**What is required**. From the passage on ATA, SCSI command sets and SAT, copy out word for word the stretch from "smartctl -s off" through "files. You can issue this command on a running system.".

ATA, SCSI command sets and SAT

In the past there has been a clear distinction between storage devices that used the ATA and SCSI command sets. This distinction was often reflected in their device naming and hardware. Now various SCSI transports (e.g. SAS, FC and iSCSI) can interconnect to both SCSI disks (e.g. FC and SAS) and ATA disks (especially SATA). USB and IEEE 1394 storage devices use the SCSI command set externally but almost always contain ATA or SATA disks (or flash). The storage subsystems in some operating systems have started to remove the distinction between ATA and SCSI in their device naming policies.

99% of operations that an OS performs on a disk involve the SCSI INQUIRY, READ CAPACITY, READ and WRITE commands, or their ATA equivalents. Since the SCSI commands are slightly more general than their ATA equivalents, many OSes are generating SCSI commands (mainly READ and WRITE) and letting a lower level translate them to their ATA equivalents as the need arises. An important note here is that “lower level” may be in external equipment and hence outside the control of an OS.

SCSI to ATA Translation (SAT) is a standard (ANSI INCITS 431-2007) that specifies how this translation is done. For the other 1% of operations that an OS performs on a disk, SAT provides two options. First is an optional ATA PASS-THROUGH SCSI command (there are two variants). The second is a translation from the closest SCSI command. Most current interest is in the “pass-through” option.

The relevance to smartmontools (and hence smartctl) is that its interactions with disks fall solidly into the “1%” category. So even if the OS can happily treat (and name) a disk as “SCSI”, smartmontools needs to detect the native command set and act accordingly. As more storage manufacturers (including external SATA drives) comply with SAT, smartmontools is able to automatically distinguish the native command set of the device. In some cases the -d sat option is needed on the command line.

There are also virtual disks which typically have no useful information to convey to smartmontools, but could conceivably in the future. An example of a virtual disk is the OS’s view of a RAID 1 box. There are most likely two SATA disks inside a RAID 1 box. Addressing those SATA disks from a distant OS is a challenge for smartmontools. Another approach is running a tool like smartmontools inside the RAID 1 box (e.g. a Network Attached Storage (NAS) box) and fetching the logs via a browser.

EXAMPLES

smartctl -a /dev/sda
Print a large amount of SMART information for drive /dev/sda.

smartctl -s off /dev/sdd
Disable SMART monitoring and data log collection on drive /dev/sdd.

smartctl –smart=on –offlineauto=on –saveauto=on /dev/sda
Enable SMART on drive /dev/sda, enable automatic offline testing every four hours, and enable autosaving of SMART Attributes. This is a good start-up line for your system’s init files. You can issue this command on a running system.

smartctl -t long /dev/sdc
Begin an extended self-test of drive /dev/sdc. You can issue this command on a running system. The results can be seen in the self-test log visible with the -l selftest option after it has completed.

**Excerpted records**.
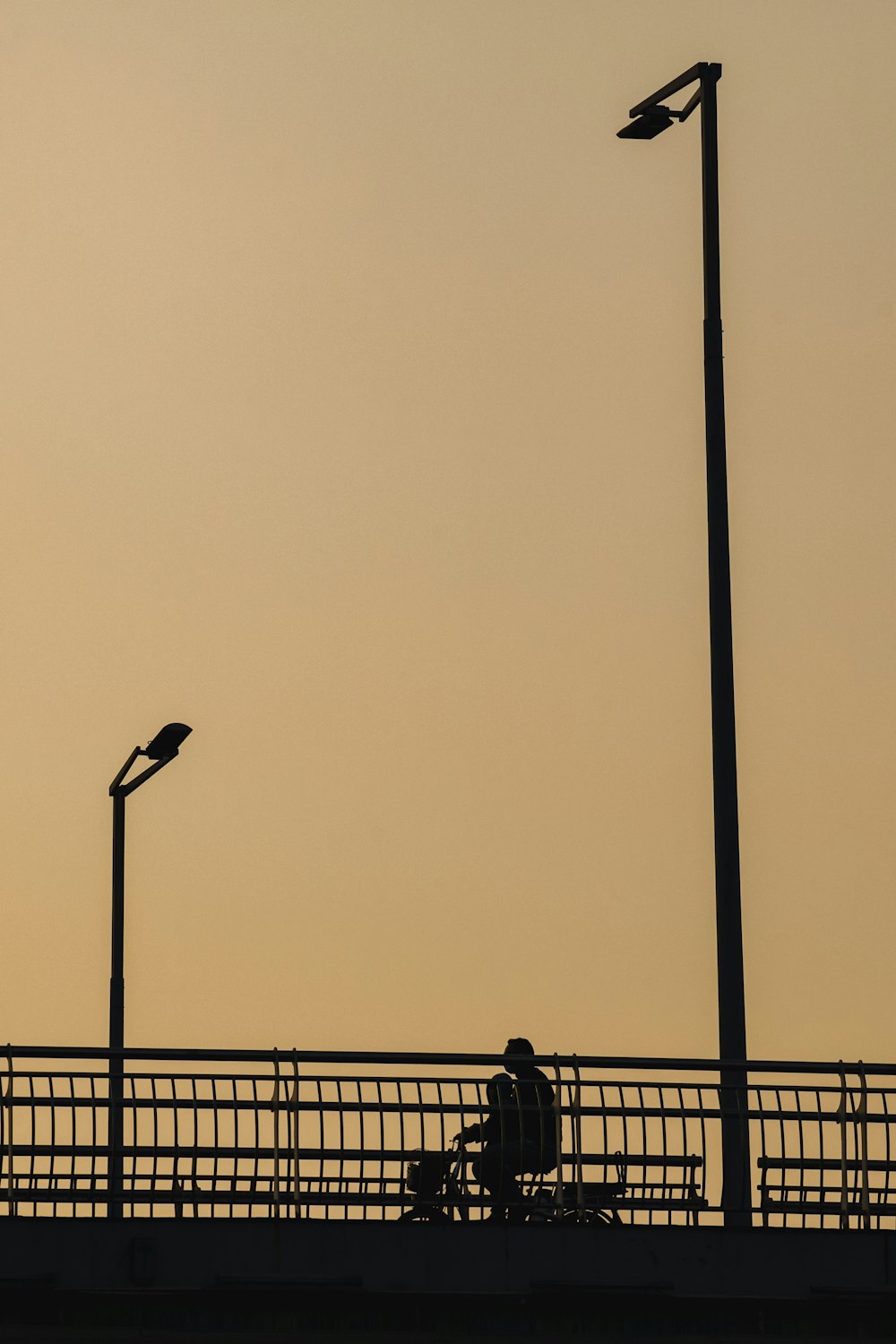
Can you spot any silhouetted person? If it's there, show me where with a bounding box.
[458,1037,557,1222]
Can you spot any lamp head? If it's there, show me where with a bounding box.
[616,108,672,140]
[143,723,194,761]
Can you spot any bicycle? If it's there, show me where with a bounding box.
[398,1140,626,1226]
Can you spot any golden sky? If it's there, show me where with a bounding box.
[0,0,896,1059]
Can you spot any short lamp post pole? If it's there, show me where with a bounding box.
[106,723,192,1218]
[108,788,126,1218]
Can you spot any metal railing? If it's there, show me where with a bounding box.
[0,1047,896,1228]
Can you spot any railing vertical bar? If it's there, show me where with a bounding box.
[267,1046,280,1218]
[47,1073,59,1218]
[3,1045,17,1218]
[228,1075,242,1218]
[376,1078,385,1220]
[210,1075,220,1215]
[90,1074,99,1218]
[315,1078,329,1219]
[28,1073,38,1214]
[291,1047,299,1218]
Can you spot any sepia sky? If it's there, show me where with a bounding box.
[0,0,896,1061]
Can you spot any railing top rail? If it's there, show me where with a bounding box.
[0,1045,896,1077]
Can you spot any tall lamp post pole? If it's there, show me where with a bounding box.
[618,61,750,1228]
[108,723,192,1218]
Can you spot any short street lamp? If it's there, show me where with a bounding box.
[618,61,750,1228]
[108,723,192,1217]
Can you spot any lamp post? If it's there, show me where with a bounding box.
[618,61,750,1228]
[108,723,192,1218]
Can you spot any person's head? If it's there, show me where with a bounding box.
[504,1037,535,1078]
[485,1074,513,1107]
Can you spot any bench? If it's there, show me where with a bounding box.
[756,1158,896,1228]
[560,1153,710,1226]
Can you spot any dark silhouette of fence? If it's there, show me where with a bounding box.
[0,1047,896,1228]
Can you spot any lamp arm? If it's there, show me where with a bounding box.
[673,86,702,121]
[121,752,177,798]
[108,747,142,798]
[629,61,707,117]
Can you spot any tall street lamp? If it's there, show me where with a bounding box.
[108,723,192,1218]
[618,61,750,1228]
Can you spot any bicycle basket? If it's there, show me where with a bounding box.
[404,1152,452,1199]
---
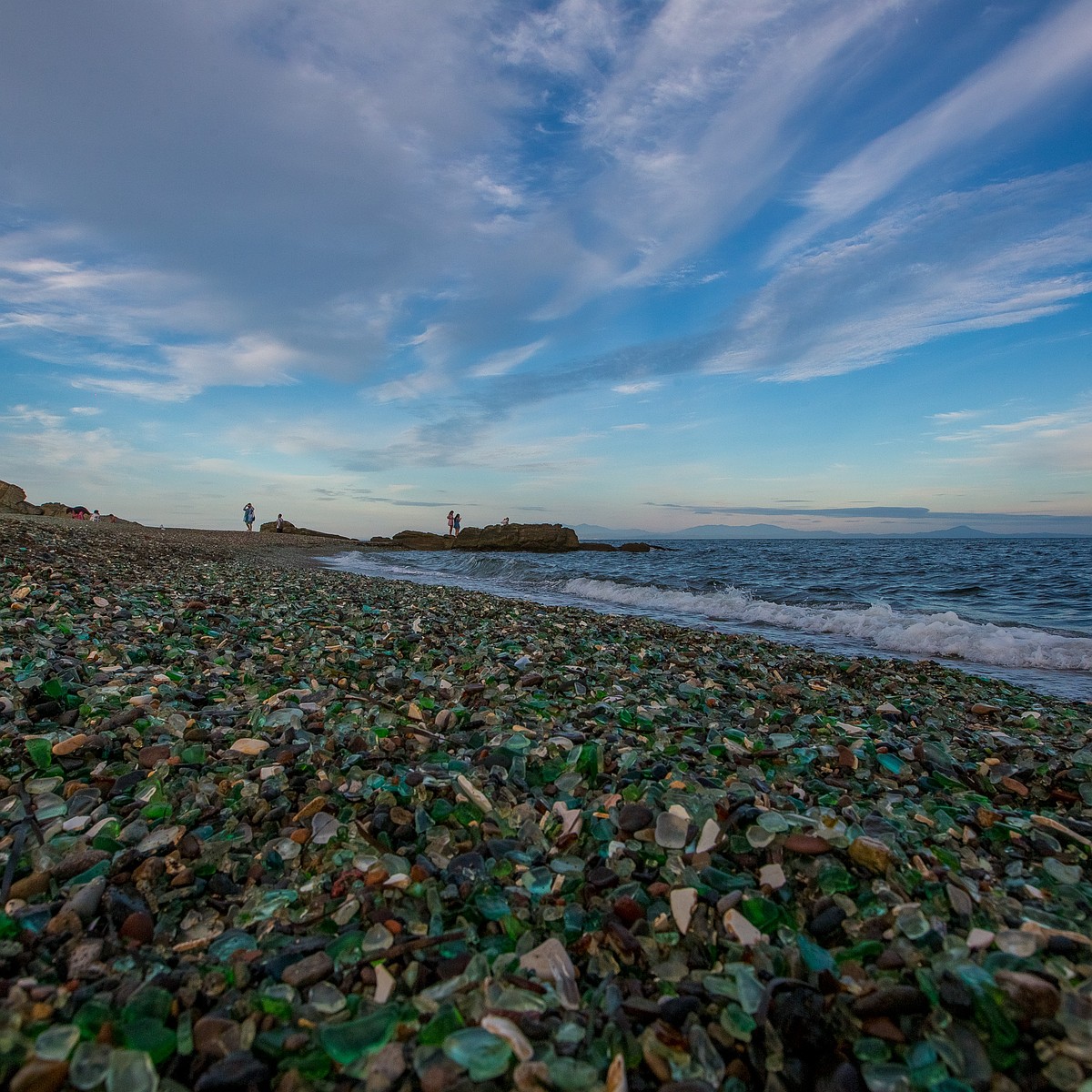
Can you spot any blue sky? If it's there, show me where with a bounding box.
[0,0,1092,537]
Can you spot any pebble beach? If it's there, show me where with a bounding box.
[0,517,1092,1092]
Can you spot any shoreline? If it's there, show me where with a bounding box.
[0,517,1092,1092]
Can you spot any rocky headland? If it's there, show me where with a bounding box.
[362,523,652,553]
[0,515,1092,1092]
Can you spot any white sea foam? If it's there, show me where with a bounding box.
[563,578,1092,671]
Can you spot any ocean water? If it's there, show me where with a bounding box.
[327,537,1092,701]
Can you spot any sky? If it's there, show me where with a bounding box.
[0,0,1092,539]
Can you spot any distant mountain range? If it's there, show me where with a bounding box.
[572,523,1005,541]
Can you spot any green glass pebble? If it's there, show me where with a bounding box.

**Reply to the task**.
smartctl -s off /dev/sdd
Disable SMART monitoring and data log collection on drive /dev/sdd.

smartctl –smart=on –offlineauto=on –saveauto=on /dev/sda
Enable SMART on drive /dev/sda, enable automatic offline testing every four hours, and enable autosaving of SMART Attributes. This is a good start-up line for your system’s init files. You can issue this command on a running system.